* [What is expected]:
Could you return the passage of the VMWare server farm post that runs from "Each VMWare server" up to and including "CentOS are superior.", copied word for word?

My Large VMWare Server Farm
It seems like many people come to this blog from Google searches about VMWare, CentOS, and OpenFiler. I figured it might be good to talk about my VMWare Server deployment at work, since it's something that I am fairly proud of.
I have fifteen Dell PowerEdge 1950 servers. They're 1U each, with dual quad-core Intel Xeon CPU's ranging from 1.8 to 2.2ghz. They each have 16GB of RAM. Ten of them have 143GB 15K 3.5" SAS drives, and 5 of them have 143GB 10K 2.5" SAS drives. The servers that have the 10K drives have a backplane that will allow you to plug in 4 drives. The servers with the 15K drives have backplanes that will allow you to only have 2 drives. Each server has two onboard Broadcom NIC's, a PCI-X Broadcom NIC, and a recently added dual port Intel e1000 NIC. I'll get into that in a second.
Each VMWare server runs CentOS 4.4 64 bit ServerCD edition. For those of you who don't know, CentOS is a 100% Red Hat Enterprise Linux binary compatible distribution. It's built from Red Hat sources and, due to the nature of the GPL, is able to be released by the CentOS group for those of us who want Red Hat Linux but don't want or need to pay for Red Hat support. I would argue, given my experiences with Red Hat support, that the support offerings of CentOS are superior.

* [Given records]:

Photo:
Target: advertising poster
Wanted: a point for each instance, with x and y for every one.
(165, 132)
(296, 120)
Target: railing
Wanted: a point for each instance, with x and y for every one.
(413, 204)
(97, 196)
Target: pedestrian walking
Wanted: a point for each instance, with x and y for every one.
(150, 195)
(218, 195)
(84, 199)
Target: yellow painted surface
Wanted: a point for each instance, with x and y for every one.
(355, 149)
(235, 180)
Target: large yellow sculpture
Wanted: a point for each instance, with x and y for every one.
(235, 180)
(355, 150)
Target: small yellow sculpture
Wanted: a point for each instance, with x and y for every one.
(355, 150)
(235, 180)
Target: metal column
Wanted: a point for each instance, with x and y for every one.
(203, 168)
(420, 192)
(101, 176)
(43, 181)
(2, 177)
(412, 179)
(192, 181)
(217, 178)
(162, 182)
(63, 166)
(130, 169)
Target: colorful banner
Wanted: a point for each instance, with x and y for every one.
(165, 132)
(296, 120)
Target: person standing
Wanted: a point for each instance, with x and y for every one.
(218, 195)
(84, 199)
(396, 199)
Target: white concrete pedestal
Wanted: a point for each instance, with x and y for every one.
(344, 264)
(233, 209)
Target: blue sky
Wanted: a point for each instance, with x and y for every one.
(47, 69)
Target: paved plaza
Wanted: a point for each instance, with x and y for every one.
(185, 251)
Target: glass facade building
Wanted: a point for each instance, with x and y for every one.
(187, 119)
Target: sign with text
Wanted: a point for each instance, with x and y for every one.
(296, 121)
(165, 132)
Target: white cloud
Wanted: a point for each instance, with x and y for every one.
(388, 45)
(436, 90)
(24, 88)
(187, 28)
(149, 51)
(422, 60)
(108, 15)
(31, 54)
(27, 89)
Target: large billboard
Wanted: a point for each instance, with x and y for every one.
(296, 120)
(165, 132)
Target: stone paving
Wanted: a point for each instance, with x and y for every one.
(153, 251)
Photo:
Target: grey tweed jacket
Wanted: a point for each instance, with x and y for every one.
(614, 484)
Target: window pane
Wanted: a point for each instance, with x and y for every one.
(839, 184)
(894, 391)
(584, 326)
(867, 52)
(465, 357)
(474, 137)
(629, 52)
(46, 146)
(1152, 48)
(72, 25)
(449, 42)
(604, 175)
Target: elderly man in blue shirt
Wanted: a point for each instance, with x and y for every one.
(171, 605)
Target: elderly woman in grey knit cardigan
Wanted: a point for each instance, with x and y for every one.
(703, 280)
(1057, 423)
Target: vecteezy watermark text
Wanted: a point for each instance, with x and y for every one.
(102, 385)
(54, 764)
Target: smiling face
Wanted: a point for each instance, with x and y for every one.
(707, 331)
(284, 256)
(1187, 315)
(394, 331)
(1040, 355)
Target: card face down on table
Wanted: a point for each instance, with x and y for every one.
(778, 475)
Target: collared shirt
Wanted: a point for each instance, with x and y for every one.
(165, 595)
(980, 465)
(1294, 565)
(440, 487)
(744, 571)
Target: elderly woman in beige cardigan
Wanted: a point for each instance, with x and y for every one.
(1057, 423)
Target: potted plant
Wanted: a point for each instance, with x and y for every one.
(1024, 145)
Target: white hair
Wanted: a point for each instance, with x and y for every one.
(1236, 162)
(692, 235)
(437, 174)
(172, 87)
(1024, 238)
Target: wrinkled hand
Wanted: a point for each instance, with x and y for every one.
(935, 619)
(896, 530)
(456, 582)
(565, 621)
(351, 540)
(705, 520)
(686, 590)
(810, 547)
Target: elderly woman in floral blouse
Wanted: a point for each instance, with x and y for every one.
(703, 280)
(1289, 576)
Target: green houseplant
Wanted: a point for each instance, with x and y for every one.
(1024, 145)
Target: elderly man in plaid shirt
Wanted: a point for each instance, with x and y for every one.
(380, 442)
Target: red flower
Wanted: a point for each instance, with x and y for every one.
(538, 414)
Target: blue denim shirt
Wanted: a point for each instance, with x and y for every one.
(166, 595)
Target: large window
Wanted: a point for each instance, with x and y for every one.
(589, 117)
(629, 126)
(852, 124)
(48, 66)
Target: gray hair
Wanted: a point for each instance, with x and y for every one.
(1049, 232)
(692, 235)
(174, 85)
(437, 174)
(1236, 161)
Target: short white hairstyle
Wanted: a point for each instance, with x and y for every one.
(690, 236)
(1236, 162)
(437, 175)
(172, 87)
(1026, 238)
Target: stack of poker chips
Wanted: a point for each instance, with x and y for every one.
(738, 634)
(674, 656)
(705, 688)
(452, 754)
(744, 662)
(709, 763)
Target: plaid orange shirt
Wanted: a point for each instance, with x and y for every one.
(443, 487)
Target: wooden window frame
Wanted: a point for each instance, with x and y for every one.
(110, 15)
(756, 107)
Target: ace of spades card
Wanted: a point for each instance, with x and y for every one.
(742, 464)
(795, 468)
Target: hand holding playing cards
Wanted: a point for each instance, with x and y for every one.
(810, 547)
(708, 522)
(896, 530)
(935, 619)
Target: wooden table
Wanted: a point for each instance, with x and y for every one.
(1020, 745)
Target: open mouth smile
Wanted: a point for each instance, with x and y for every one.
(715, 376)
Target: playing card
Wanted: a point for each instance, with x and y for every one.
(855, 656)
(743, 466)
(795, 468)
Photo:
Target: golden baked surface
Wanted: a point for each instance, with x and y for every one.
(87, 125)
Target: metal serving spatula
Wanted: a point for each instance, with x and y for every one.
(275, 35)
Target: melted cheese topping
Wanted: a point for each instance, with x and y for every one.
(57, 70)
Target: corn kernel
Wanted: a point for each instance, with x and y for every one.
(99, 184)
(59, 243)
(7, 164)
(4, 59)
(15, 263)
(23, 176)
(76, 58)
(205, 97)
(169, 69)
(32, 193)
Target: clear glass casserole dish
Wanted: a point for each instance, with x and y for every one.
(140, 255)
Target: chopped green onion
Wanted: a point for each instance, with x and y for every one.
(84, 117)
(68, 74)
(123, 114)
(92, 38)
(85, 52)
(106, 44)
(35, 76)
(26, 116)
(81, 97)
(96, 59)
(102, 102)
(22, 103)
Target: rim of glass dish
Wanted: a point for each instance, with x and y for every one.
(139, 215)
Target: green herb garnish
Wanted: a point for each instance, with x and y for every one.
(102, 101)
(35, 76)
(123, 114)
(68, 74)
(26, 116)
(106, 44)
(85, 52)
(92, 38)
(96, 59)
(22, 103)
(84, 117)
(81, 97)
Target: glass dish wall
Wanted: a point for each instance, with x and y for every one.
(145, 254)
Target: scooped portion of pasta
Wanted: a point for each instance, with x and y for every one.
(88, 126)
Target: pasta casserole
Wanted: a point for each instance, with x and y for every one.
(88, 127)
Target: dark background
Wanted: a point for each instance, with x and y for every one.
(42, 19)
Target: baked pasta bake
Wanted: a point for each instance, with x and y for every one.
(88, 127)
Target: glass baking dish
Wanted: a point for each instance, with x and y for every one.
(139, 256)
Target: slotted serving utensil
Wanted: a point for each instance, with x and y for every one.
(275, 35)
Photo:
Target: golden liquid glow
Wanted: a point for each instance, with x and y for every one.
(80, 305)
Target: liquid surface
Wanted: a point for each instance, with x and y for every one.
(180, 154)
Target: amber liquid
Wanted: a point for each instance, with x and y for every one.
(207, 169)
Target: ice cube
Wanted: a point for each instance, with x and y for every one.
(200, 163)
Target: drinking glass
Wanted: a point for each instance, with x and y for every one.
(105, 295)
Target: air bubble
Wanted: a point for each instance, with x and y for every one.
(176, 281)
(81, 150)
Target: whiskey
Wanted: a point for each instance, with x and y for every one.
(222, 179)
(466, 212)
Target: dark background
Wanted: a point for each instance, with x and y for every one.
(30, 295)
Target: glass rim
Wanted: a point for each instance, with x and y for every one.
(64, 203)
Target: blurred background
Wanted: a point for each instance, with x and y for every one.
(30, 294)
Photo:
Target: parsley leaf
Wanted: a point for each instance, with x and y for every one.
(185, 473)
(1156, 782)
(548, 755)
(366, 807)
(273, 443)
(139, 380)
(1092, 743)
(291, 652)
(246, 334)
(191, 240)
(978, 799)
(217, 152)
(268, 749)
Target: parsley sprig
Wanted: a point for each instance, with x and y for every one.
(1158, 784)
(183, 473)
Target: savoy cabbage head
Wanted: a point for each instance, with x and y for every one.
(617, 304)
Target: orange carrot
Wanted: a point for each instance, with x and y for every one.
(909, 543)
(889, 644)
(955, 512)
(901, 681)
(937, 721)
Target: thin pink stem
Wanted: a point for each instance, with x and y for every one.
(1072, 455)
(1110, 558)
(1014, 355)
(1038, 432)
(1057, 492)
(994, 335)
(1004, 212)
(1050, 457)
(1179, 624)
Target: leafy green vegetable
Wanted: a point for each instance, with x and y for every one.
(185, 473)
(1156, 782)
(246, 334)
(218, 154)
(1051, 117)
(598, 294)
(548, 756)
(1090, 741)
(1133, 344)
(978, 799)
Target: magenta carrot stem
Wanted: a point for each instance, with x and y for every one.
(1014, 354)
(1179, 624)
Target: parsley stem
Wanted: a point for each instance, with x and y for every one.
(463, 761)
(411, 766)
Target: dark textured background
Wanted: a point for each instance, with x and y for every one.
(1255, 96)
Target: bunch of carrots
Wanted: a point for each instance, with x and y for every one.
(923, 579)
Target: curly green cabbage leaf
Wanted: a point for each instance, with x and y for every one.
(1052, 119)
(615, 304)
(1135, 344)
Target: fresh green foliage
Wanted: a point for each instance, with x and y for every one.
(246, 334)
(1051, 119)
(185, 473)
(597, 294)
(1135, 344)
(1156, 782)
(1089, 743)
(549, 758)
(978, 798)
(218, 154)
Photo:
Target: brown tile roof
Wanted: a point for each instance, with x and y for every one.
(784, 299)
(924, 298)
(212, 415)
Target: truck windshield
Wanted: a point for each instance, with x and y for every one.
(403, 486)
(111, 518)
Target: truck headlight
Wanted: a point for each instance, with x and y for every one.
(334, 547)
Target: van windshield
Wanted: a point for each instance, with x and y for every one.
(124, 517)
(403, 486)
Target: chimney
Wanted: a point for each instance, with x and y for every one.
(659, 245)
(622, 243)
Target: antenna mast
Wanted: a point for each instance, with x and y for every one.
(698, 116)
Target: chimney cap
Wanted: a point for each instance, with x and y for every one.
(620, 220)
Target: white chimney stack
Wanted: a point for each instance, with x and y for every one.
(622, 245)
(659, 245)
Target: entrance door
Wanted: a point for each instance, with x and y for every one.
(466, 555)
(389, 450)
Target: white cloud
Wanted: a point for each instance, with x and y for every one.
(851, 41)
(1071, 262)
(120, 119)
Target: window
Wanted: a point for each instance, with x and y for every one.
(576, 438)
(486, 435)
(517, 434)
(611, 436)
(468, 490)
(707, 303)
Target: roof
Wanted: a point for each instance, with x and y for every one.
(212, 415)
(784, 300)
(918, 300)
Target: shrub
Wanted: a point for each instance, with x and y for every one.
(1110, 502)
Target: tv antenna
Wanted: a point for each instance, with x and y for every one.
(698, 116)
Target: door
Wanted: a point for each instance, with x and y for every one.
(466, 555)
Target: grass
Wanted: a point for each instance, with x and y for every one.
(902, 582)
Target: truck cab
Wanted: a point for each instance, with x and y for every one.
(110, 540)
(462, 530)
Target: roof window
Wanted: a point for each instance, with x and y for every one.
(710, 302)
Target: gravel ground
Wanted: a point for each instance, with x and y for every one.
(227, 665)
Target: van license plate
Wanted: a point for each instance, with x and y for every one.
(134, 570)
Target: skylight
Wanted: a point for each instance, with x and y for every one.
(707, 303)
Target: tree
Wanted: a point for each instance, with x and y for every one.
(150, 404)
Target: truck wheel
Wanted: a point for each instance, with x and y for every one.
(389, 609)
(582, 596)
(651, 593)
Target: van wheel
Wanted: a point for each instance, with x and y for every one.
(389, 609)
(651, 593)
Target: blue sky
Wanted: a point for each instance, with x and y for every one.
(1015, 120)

* [The answer]:
Each VMWare server runs CentOS 4.4 64 bit ServerCD edition. For those of you who don't know, CentOS is a 100% Red Hat Enterprise Linux binary compatible distribution. It's built from Red Hat sources and, due to the nature of the GPL, is able to be released by the CentOS group for those of us who want Red Hat Linux but don't want or need to pay for Red Hat support. I would argue, given my experiences with Red Hat support, that the support offerings of CentOS are superior.